Si on prend un seul dur la pauv tete de lecture ne peux pas tomber plus de taf que son max! 
DONC IMPOSSIBLE


PS: si tu veux gagner en perfs, j'ai entendu parler d'une nouvelle technologie qui est toute innovante et qui se nomme: SSD, avec ça: tu pourra avoir des perfs superieures à un raid 0 de HDD tout en ayant une fiabilité liée aux données accrue! 
fais des recherches sur le net tu verras :rateau:


----------



## LeLézard (10 Juin 2012)

Ok merci pour les réponses  ^^
J'avais fait des recherches mais je n'avais pas saisi qu'il fallait deux disques durs, je pensais que deux partitions suffisaient.
Je suis ok pour le SSD mais c'est au niveau du budjet que ça bloque  
A ce propos, que pensez vous de rajouter un disque dure SSD sur un 27" est ce qu'il faut bien s'y connaitre ou je peux m'en sortir avec quelques tutos?
Par ce que de ce que j'ai vu ça n'a pas l'aire trop compliqué et il y a pas mal de tutos qui expliquent comment faire mais bon je ne me rend pas trop compte du risque :hein:

merci


----------

CONSIGNE 1 >>
Répondez à ces questions sur l'extrait :
(a) Quelle technologie le premier message de l'extrait recommande-t-il pour gagner en performances ?
(b) Selon LeLézard, qu'est-ce qui devait suffire à la place de deux disques durs ?
(c) Qu'est-ce qui freine LeLézard dans l'achat d'un SSD ?

ENTRÉES À UTILISER >>
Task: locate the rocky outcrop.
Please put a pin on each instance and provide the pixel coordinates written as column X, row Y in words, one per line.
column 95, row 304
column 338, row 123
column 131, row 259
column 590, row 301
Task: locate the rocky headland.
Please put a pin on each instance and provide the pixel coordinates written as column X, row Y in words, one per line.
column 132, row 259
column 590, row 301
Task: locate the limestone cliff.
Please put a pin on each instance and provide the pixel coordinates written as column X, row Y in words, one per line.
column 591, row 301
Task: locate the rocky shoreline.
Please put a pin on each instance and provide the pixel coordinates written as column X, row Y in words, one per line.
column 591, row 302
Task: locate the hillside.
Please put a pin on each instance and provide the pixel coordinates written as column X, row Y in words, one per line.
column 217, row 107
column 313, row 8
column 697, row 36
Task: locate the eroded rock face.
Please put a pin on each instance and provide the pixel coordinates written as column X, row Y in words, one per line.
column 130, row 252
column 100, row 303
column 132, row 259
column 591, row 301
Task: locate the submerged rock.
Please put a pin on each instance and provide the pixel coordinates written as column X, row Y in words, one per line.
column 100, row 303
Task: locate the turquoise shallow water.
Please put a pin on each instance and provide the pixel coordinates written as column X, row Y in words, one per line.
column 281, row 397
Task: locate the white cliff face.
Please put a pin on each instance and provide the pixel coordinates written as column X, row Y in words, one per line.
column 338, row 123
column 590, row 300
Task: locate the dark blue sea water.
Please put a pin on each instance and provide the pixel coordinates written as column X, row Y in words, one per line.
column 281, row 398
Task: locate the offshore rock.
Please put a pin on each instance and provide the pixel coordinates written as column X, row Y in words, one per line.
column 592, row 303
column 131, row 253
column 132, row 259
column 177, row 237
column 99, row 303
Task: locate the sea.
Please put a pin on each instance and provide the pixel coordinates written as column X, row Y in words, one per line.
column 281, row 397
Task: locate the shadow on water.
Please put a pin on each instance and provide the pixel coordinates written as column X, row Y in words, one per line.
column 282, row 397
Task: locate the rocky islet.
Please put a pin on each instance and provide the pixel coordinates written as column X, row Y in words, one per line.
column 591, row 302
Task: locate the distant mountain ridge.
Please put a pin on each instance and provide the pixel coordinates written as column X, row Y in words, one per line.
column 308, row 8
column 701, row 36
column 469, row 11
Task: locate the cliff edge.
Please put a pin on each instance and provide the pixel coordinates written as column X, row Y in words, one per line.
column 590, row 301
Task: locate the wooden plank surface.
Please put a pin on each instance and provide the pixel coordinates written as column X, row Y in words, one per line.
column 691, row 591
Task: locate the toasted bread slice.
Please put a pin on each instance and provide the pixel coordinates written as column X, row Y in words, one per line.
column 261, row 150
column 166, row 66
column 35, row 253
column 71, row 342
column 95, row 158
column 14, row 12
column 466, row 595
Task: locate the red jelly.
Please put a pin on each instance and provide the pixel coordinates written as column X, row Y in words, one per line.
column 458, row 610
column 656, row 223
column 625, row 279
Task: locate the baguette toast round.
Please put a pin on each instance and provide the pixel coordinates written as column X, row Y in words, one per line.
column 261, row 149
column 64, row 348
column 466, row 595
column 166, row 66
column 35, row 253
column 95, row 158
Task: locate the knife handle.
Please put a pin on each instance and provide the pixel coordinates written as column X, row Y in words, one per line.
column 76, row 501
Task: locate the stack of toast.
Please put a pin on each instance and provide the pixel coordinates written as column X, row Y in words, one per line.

CONSIGNE 2 >> Reproduisez telles quelles les entrées, de la ligne qui contient « Task: locate the cliff edge. » jusqu'à la fin des entrées, ces deux limites incluses.

RÉSULTAT 1 >>
(a) Le SSD.
(b) Deux partitions.
(c) Le budget.

RÉSULTAT 2 >>
Task: locate the cliff edge.
Please put a pin on each instance and provide the pixel coordinates written as column X, row Y in words, one per line.
column 590, row 301
Task: locate the wooden plank surface.
Please put a pin on each instance and provide the pixel coordinates written as column X, row Y in words, one per line.
column 691, row 591
Task: locate the toasted bread slice.
Please put a pin on each instance and provide the pixel coordinates written as column X, row Y in words, one per line.
column 261, row 150
column 166, row 66
column 35, row 253
column 71, row 342
column 95, row 158
column 14, row 12
column 466, row 595
Task: locate the red jelly.
Please put a pin on each instance and provide the pixel coordinates written as column X, row Y in words, one per line.
column 458, row 610
column 656, row 223
column 625, row 279
Task: locate the baguette toast round.
Please put a pin on each instance and provide the pixel coordinates written as column X, row Y in words, one per line.
column 261, row 149
column 64, row 348
column 466, row 595
column 166, row 66
column 35, row 253
column 95, row 158
Task: locate the knife handle.
Please put a pin on each instance and provide the pixel coordinates written as column X, row Y in words, one per line.
column 76, row 501
Task: locate the stack of toast.
Please put a pin on each instance and provide the pixel coordinates written as column X, row Y in words, one per line.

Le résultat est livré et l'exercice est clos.